### [Task requirements]
Quote everything from "This write and" down to "disable() code-path below." word for word from the code review excerpt below.

This write and subsequent read can be reordered by the cpu.
I think you need rte_atomic_thread_fence(__ATOMIC_SEQ_CST) here and
in disable() code-path below.

> +
> +			/* check if we need to cancel sleep */
> +			if (q_conf->pwr_mgmt_state == PMD_MGMT_ENABLED) {
> +				/* use monitoring condition to sleep */
> +				ret = rte_eth_get_monitor_addr(port_id, qidx,
> +						&pmc);
> +				if (ret == 0)
> +					rte_power_monitor(&pmc, -1ULL);
> +			}
> +			q_conf->umwait_in_progress = false;
> +		}
> +	} else
> +		q_conf->empty_poll_stats = 0;
> +
> +	return nb_rx;
> +}
> +

...

> +
> +int
> +rte_power_pmd_mgmt_queue_disable(unsigned int lcore_id,
> +		uint16_t port_id, uint16_t queue_id)
> +{
> +	struct pmd_queue_cfg *queue_cfg;
> +
> +	RTE_ETH_VALID_PORTID_OR_ERR_RET(port_id, -EINVAL);
> +
> +	if (lcore_id >= RTE_MAX_LCORE || queue_id >= RTE_MAX_QUEUES_PER_PORT)
> +		return -EINVAL;
> +
> +	/* no need to check queue id as wrong queue id would not be enabled */
> +	queue_cfg = &port_cfg[port_id][queue_id];
> +
> +	if (queue_cfg->pwr_mgmt_state != PMD_MGMT_ENABLED)
> +		return -EINVAL;
> +
> +	/* let the callback know we're shutting down */
> +	queue_cfg->pwr_mgmt_state = PMD_MGMT_BUSY;

Same as above - write to pwr_mgmt_state and read from umwait_in_progress
could be reordered by cpu.

### [Provided data]

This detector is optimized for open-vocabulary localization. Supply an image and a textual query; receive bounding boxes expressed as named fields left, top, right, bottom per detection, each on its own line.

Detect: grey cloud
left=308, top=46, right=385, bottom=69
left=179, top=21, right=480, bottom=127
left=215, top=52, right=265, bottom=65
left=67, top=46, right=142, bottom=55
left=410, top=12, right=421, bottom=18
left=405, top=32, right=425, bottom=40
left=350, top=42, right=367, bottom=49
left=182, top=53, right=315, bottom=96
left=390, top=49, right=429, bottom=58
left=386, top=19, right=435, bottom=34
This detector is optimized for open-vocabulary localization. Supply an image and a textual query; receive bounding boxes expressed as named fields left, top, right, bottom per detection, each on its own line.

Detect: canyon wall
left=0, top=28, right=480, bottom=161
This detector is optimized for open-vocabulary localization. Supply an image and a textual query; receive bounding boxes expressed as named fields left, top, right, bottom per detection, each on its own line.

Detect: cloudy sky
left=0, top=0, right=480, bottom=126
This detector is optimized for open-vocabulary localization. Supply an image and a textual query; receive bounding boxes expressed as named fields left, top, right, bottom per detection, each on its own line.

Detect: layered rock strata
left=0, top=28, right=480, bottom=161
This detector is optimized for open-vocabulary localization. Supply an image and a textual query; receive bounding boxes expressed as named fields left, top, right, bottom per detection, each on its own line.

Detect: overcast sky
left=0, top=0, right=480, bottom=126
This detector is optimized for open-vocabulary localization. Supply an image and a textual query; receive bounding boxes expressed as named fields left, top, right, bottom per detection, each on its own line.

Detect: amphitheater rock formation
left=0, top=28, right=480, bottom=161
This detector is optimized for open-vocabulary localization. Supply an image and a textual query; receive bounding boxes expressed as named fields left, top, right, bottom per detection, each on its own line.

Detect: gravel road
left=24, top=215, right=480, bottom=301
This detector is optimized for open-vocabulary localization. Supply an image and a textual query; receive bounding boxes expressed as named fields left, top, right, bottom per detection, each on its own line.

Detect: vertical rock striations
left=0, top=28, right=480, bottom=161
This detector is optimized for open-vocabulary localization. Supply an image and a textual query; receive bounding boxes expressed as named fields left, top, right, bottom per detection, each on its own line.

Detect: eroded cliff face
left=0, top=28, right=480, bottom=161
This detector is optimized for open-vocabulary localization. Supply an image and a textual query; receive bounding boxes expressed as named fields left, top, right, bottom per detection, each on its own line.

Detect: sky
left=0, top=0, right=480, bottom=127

### [Problem solution]
This write and subsequent read can be reordered by the cpu.
I think you need rte_atomic_thread_fence(__ATOMIC_SEQ_CST) here and
in disable() code-path below.